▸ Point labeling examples
══════════════════════════════

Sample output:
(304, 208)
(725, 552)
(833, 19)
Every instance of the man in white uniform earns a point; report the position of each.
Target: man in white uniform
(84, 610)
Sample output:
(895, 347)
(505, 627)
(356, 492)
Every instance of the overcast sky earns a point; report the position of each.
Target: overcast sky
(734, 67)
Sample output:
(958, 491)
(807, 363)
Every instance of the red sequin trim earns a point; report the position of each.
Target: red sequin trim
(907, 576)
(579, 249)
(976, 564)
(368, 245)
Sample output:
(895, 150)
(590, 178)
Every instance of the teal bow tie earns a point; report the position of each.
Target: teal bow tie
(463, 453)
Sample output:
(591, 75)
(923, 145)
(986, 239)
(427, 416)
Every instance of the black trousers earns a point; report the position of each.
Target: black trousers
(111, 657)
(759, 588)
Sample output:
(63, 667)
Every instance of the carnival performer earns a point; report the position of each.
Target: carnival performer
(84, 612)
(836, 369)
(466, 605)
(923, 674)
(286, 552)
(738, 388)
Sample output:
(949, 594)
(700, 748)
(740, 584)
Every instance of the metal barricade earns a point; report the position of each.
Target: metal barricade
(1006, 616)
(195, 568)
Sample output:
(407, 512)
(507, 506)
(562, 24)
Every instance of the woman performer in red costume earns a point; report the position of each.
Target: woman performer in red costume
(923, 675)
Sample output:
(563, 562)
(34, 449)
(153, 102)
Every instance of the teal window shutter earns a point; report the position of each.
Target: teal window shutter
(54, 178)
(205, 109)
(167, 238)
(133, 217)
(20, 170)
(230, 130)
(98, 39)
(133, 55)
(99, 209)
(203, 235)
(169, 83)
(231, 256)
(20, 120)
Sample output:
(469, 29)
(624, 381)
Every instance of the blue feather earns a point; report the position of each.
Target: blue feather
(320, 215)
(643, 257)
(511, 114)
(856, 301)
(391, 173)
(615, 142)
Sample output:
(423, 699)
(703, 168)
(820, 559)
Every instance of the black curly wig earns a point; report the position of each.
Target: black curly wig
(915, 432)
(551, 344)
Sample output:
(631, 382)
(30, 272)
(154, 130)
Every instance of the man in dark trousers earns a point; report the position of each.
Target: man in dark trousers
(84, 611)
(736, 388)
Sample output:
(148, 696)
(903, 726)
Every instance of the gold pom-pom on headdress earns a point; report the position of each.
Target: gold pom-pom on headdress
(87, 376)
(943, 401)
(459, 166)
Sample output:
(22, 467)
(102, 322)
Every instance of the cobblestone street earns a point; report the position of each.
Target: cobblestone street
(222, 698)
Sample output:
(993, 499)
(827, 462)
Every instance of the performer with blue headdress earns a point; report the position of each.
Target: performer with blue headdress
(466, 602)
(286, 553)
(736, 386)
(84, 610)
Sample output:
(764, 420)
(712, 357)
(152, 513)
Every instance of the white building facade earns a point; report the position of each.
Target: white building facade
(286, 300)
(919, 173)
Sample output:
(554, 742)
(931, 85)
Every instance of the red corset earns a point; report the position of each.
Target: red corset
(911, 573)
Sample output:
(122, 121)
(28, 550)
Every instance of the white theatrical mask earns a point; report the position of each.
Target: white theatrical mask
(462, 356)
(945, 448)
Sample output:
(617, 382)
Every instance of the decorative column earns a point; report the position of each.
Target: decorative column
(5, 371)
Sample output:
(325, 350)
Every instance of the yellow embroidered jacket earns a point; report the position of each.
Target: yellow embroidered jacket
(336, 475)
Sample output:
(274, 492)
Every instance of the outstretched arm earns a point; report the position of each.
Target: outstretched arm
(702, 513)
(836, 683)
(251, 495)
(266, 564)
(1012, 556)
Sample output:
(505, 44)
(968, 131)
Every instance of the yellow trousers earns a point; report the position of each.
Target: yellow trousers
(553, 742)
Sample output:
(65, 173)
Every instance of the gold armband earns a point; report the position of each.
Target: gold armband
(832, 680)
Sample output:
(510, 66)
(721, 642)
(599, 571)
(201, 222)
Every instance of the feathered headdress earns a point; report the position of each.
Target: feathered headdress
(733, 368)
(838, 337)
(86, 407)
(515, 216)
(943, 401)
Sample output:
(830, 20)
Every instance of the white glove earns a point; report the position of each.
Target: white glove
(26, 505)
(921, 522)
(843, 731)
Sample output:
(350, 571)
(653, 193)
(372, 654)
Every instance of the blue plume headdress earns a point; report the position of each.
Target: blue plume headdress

══════════════════════════════

▸ What is required
Quote all the records exactly, please, leaving none out.

▸ Response to the task
Sample output:
(304, 208)
(725, 552)
(833, 19)
Every instance of the man in white uniform earns a point; report the position of each.
Target: man in white uniform
(84, 610)
Sample output:
(895, 347)
(505, 627)
(356, 492)
Every instance of the overcast sky earns a point; report the position of each.
Target: overcast sky
(734, 67)
Sample output:
(958, 491)
(807, 363)
Every instance of the red sequin trim earns a point; report the position of each.
Target: red sequin trim
(907, 576)
(579, 249)
(976, 564)
(368, 245)
Sample output:
(895, 150)
(590, 178)
Every instance of the teal bow tie earns a point; report the position of each.
Target: teal bow tie
(463, 453)
Sample output:
(591, 75)
(923, 145)
(986, 239)
(427, 416)
Every instance of the black trousers earns a point; report the position of each.
Target: black trousers
(111, 657)
(759, 588)
Sample output:
(63, 667)
Every instance of the carnival performer earns a point; report the position of each.
Target: carnival performer
(84, 612)
(836, 369)
(466, 605)
(923, 674)
(286, 552)
(738, 388)
Sample output:
(949, 594)
(700, 748)
(740, 584)
Every instance of the metal barricade earns a point; report the position of each.
Target: metal barricade
(1006, 616)
(195, 568)
Sample output:
(407, 512)
(507, 506)
(562, 24)
Every instance of the woman performer in red costume earns a point; report the position of each.
Target: woman performer in red costume
(923, 675)
Sample output:
(563, 562)
(34, 449)
(153, 102)
Every instance of the teal window shutter earns a point; report the position of each.
Target: teal window shutter
(54, 178)
(205, 109)
(167, 238)
(133, 217)
(20, 170)
(230, 130)
(98, 39)
(133, 55)
(99, 209)
(203, 235)
(169, 83)
(231, 256)
(20, 120)
Sample output:
(469, 29)
(624, 381)
Every instance of the blue feather earns a point; report the position of each.
Target: blue feather
(320, 215)
(643, 257)
(511, 114)
(856, 301)
(391, 173)
(615, 142)
Sample output:
(423, 699)
(703, 168)
(820, 559)
Every instance of the black curly wig earns a point; report the position of each.
Target: black curly wig
(915, 432)
(551, 344)
Sample output:
(631, 382)
(30, 272)
(154, 130)
Every instance of the man in dark trousers earns a point; report the position of each.
Target: man in dark trousers
(84, 611)
(736, 388)
Sample output:
(148, 696)
(903, 726)
Every instance of the gold pom-pom on headdress earns a point; report the position of each.
Target: gold pom-pom on headdress
(87, 376)
(943, 401)
(459, 166)
Sample output:
(22, 467)
(102, 322)
Every instance of the cobblestone street earns a point; report the position of each.
Target: cobblestone street
(222, 698)
Sample output:
(993, 499)
(827, 462)
Every instance of the performer with blue headdress earns a point; report the position of each.
Target: performer with blue headdress
(466, 602)
(286, 553)
(736, 386)
(84, 610)
Sample output:
(764, 420)
(712, 357)
(152, 513)
Every instance of the white building facade earns a point; report the position of each.
Target: white building facade
(286, 300)
(919, 173)
Sample output:
(554, 742)
(931, 85)
Every instance of the red corset earns a point; report the position of each.
Target: red corset
(911, 573)
Sample output:
(122, 121)
(28, 550)
Every instance of the white theatrical mask earns a point; report the position of each.
Target: white theatrical mask
(462, 356)
(945, 448)
Sample output:
(617, 382)
Every instance of the decorative column earns a point; report the position of each.
Target: decorative column
(5, 371)
Sample output:
(325, 350)
Every instance of the yellow embroidered jacket earns a point; report the position of each.
Target: yellow embroidered jacket
(336, 475)
Sample output:
(274, 492)
Every instance of the outstretched arm earns a point; report the position of each.
Target: outstretched arm
(702, 513)
(836, 683)
(251, 495)
(266, 564)
(1012, 556)
Sample output:
(505, 44)
(968, 131)
Every instance of the yellow trousers earns a point; report the position of each.
Target: yellow trousers
(553, 742)
Sample output:
(65, 173)
Every instance of the gold armband earns a point; report the position of each.
Target: gold armband
(832, 680)
Sample output:
(510, 66)
(721, 642)
(599, 571)
(201, 222)
Every instance of the feathered headdress earns a point; report the position of each.
Target: feathered headdress
(733, 368)
(838, 337)
(86, 407)
(515, 216)
(943, 401)
Sample output:
(830, 20)
Every instance of the white glove earns a point; report the position of each.
Target: white glove
(26, 505)
(921, 522)
(843, 731)
Sample output:
(350, 571)
(653, 193)
(372, 654)
Every instance of the blue plume headdress earns a point; report the position of each.
Target: blue plume headdress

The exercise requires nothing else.